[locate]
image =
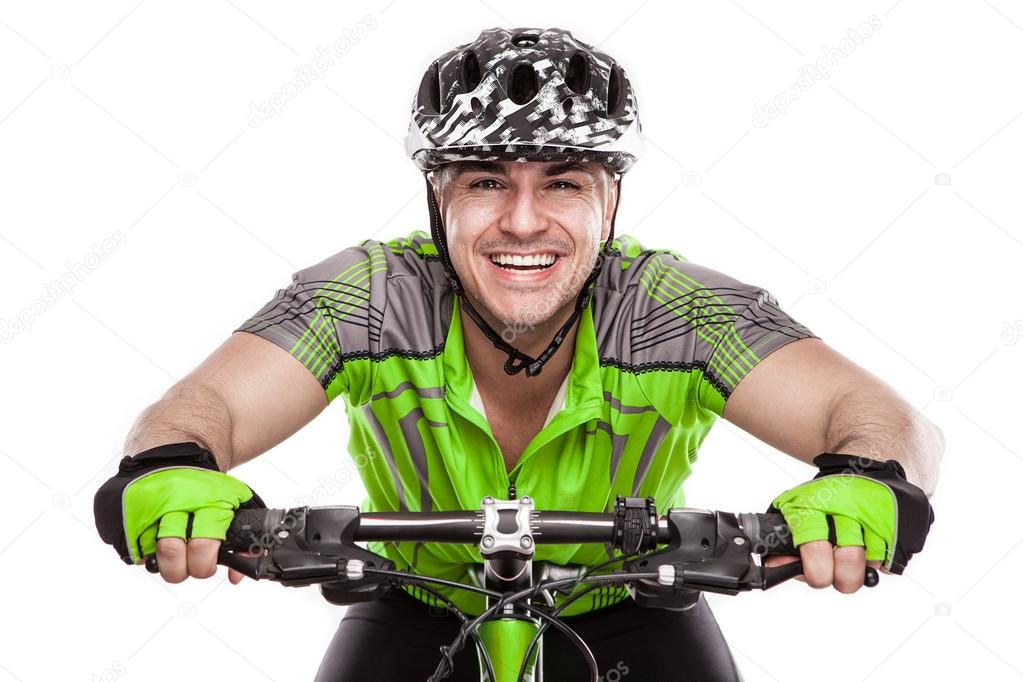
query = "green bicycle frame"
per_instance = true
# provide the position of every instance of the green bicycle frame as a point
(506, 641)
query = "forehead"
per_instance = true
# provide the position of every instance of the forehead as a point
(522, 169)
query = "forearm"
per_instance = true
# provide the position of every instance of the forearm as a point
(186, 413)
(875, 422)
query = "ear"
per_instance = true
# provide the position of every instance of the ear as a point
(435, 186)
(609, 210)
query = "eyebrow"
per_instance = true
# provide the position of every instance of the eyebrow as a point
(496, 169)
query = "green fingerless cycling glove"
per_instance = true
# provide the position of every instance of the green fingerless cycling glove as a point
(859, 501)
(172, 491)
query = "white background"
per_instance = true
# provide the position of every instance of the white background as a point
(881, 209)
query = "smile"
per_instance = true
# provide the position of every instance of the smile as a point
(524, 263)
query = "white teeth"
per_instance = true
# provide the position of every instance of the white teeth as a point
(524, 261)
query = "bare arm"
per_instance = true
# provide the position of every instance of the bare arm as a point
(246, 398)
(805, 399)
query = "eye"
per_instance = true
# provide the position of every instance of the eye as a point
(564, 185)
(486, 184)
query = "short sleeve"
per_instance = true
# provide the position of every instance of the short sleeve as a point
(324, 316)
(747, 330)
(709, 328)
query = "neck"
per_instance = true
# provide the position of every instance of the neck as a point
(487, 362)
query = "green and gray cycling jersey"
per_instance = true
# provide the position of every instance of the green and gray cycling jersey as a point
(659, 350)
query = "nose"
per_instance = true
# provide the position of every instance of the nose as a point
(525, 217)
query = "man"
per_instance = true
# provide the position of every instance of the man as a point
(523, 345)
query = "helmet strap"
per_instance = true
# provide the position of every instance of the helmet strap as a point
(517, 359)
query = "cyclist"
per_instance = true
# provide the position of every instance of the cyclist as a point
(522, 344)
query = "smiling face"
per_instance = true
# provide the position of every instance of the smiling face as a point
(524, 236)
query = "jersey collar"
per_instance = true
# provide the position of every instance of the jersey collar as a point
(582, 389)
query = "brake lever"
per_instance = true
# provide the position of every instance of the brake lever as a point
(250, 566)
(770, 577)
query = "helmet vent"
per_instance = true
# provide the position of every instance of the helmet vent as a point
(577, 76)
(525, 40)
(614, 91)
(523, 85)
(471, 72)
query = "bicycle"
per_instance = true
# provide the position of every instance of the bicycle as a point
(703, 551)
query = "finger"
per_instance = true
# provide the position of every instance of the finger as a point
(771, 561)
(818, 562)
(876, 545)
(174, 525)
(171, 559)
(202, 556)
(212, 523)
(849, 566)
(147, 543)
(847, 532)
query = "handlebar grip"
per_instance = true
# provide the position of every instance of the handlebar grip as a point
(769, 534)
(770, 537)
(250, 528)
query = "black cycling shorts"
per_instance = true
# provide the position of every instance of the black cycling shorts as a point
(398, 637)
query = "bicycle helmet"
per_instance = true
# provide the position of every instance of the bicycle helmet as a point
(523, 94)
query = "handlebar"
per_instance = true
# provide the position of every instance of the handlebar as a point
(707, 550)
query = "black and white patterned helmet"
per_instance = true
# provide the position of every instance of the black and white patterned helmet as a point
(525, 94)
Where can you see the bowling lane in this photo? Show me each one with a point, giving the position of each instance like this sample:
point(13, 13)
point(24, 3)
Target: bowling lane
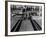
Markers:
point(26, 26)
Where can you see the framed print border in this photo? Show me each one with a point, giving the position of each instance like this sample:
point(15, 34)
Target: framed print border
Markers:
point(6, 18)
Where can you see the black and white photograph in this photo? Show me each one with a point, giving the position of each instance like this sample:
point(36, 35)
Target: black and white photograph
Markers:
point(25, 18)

==

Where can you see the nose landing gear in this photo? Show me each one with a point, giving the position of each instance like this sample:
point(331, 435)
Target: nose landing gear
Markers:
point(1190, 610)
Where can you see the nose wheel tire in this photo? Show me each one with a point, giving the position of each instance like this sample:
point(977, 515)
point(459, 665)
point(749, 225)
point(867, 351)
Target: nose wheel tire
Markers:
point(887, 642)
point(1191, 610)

---

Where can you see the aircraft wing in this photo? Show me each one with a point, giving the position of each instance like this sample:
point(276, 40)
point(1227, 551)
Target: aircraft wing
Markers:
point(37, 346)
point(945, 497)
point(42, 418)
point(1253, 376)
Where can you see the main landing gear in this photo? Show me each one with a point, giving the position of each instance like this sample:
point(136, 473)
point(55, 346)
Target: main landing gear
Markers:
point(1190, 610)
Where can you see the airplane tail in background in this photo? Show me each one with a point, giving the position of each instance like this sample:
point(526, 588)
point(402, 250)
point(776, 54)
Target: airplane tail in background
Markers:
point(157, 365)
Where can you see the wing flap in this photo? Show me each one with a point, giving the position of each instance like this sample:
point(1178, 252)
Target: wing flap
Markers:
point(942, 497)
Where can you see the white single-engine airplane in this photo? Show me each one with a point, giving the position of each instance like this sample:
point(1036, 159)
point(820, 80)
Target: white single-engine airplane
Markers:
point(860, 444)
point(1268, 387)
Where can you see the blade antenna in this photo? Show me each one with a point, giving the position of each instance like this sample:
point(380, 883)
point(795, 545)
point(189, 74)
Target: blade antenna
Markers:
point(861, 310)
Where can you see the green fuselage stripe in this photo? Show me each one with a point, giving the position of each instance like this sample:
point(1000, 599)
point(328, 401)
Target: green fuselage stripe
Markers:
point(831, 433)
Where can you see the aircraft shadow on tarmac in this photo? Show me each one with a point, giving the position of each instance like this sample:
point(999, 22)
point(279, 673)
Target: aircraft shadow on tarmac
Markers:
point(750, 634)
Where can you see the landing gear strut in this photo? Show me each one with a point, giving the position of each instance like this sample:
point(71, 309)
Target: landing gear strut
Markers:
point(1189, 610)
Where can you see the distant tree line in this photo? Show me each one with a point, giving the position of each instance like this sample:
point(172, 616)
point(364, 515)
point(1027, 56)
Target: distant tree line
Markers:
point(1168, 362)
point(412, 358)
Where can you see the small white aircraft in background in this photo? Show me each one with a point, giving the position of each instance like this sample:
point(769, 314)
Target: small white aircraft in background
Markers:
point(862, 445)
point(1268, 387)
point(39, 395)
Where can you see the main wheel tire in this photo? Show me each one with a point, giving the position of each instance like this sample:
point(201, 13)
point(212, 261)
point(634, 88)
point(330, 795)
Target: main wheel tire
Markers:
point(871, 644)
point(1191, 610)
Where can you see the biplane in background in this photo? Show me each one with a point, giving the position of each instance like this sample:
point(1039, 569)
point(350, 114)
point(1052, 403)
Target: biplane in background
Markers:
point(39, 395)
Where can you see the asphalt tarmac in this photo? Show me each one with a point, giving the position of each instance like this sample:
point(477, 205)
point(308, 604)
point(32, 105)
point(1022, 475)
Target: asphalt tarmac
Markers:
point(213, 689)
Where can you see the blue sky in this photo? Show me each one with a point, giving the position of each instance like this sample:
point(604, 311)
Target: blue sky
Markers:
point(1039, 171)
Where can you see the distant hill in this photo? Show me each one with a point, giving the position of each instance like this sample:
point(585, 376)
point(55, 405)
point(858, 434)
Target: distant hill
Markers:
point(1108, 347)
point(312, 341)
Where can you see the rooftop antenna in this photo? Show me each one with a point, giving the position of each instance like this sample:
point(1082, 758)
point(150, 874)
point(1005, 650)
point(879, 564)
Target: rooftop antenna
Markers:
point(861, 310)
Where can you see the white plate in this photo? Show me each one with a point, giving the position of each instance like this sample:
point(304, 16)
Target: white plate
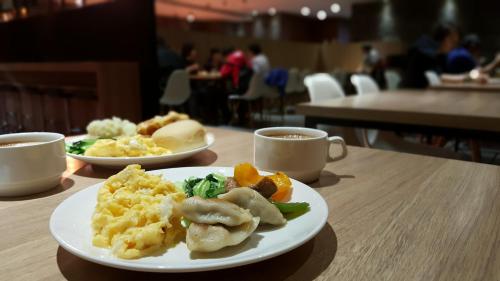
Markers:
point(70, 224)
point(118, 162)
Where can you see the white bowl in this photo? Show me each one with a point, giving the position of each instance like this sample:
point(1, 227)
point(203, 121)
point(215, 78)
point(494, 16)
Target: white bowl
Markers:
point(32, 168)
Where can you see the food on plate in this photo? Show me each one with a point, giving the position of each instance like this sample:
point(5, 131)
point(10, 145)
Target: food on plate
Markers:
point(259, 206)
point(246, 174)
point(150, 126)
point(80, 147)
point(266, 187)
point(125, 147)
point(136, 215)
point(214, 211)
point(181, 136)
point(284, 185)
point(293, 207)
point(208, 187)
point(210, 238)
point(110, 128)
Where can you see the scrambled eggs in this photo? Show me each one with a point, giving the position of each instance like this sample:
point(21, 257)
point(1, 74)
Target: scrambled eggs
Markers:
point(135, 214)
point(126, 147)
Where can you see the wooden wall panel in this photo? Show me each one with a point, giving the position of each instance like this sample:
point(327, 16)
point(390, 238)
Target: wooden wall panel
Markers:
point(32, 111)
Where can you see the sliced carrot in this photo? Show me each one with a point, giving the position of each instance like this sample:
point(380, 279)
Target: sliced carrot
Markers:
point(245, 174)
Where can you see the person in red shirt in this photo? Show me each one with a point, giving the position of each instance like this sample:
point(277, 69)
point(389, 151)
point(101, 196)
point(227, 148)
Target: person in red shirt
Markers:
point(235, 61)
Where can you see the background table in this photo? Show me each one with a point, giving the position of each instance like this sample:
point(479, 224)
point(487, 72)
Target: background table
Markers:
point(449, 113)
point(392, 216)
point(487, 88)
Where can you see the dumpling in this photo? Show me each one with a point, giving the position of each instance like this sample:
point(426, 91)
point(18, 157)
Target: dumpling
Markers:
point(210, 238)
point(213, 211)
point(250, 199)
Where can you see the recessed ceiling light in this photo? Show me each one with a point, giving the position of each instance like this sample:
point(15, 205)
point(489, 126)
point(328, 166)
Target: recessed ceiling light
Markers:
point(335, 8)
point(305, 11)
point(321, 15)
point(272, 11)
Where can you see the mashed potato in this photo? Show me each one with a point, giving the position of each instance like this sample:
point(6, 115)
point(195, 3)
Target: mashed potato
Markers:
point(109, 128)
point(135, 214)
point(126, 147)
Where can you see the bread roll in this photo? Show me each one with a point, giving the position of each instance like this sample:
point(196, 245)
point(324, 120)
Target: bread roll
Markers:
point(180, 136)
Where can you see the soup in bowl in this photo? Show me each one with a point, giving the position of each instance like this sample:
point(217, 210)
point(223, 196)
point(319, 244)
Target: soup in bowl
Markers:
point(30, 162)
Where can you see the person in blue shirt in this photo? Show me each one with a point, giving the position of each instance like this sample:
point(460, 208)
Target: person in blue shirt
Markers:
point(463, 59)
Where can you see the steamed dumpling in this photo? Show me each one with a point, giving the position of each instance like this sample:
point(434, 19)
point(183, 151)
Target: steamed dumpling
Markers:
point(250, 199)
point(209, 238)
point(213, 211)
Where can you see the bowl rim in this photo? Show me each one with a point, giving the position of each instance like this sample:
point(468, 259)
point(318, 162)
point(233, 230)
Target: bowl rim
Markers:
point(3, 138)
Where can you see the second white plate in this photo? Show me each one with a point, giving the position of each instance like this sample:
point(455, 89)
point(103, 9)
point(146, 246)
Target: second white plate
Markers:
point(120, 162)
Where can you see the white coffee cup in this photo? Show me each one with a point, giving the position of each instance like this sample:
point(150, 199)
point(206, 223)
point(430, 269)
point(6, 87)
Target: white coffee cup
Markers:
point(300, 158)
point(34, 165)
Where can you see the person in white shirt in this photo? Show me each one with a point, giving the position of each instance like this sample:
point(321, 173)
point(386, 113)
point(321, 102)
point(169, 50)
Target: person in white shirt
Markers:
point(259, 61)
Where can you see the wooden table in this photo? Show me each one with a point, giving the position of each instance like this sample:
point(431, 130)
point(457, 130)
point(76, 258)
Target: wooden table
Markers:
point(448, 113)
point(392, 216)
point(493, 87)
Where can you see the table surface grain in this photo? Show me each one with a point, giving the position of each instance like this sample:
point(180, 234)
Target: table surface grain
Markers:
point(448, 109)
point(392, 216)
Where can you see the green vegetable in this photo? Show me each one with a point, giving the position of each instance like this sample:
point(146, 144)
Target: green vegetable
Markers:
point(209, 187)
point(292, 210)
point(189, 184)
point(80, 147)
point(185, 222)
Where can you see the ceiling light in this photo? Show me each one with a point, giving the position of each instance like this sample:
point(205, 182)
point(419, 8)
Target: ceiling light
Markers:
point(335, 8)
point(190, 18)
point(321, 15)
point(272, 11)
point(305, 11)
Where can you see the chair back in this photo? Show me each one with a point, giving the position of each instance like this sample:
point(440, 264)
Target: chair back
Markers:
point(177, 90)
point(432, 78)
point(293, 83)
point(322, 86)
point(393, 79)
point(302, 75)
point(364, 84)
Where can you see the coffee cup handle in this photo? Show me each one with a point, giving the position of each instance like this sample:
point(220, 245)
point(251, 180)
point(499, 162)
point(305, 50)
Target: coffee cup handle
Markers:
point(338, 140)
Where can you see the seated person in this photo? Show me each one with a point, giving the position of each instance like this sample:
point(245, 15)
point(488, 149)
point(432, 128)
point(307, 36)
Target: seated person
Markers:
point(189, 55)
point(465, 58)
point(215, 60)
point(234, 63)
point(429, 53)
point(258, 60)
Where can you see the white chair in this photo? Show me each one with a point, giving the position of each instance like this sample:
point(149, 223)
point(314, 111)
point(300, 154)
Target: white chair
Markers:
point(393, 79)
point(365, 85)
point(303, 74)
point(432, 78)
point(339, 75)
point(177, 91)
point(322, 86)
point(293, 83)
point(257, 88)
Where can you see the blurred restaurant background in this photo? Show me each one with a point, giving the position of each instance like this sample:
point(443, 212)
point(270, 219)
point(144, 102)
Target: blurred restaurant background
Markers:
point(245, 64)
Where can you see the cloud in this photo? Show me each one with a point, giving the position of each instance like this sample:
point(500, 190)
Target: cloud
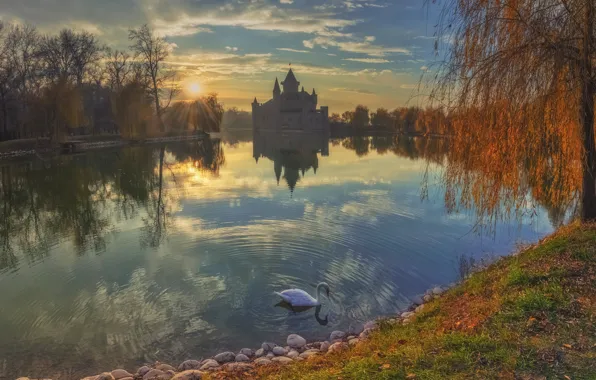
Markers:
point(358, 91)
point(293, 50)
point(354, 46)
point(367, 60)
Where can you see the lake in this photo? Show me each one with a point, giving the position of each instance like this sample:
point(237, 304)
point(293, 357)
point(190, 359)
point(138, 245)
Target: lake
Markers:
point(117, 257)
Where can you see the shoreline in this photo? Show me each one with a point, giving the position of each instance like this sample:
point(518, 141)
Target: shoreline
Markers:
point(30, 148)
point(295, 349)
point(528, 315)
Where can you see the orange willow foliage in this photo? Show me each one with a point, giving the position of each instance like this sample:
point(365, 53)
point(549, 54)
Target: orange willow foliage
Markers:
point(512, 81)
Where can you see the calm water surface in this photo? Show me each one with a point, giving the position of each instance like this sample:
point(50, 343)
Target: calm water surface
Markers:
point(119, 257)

## PROBLEM DESCRIPTION
Return the lines of the records above exactly as they appear, starting at the line that contains "Where can you see the seated" and ending at the line that contains "point(258, 60)", with both of those lines included.

## CORRECT RESULT
Where can you see the seated person in this photo? Show me each one with a point, giving the position of each instance like this sample:
point(245, 15)
point(488, 149)
point(432, 128)
point(307, 36)
Target: seated person
Markers:
point(189, 55)
point(465, 58)
point(215, 60)
point(234, 63)
point(429, 53)
point(258, 60)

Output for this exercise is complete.